***** Supplied records

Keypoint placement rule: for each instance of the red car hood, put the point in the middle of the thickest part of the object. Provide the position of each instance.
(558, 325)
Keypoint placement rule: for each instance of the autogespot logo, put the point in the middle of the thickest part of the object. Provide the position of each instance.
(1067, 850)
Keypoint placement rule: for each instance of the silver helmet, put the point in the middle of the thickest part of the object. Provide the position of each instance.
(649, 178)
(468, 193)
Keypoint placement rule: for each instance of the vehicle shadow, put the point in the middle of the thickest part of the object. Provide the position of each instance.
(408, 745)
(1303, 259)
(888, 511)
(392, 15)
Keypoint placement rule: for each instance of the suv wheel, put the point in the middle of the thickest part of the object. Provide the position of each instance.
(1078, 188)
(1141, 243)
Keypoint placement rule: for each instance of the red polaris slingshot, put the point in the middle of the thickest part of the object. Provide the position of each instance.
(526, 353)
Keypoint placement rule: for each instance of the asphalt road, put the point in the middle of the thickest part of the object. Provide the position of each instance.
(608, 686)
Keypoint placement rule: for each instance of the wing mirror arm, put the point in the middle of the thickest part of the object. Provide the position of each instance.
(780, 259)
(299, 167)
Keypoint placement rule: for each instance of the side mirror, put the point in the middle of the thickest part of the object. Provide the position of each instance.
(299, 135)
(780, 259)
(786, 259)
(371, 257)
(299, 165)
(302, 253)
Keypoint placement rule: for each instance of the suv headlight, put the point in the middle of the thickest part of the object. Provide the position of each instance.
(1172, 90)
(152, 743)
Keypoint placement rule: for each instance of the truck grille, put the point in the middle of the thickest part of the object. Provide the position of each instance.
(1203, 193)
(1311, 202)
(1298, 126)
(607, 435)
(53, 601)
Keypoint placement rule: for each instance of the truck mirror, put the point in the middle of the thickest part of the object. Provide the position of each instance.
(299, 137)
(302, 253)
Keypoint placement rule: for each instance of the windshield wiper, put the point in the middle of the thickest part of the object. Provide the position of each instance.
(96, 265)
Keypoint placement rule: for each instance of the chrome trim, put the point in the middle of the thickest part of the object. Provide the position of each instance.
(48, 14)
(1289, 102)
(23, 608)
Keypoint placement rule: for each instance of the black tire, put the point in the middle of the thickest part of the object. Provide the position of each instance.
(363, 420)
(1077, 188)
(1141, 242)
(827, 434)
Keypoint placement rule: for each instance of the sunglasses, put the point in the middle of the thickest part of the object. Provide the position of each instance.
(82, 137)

**********

Given exercise ▸
Find the line containing "Keypoint placement rule: for each instance of the windshield". Reproduce it exactly, along with every line after it through the last.

Response ▸
Keypoint placement rule: for each instance of the windshield wiper, put the point in the middle of the thickest part of the object. Provide the position of each instance.
(96, 265)
Keypoint placement rule: for each instance of the chrome trim, put the point in the middle of the thickest part of the object. Provide the position of each instance.
(48, 14)
(1289, 102)
(23, 608)
Keypoint placement rule: for each instance of the black tire, put the point in the middle of the thickest part of the object. Provide the position of each instance.
(363, 420)
(1077, 188)
(1141, 242)
(827, 434)
Keypoint placement rule: for each instance of the sunglasses, put the point in the middle of the thickest part of the object. Provide the position of each instance.
(82, 137)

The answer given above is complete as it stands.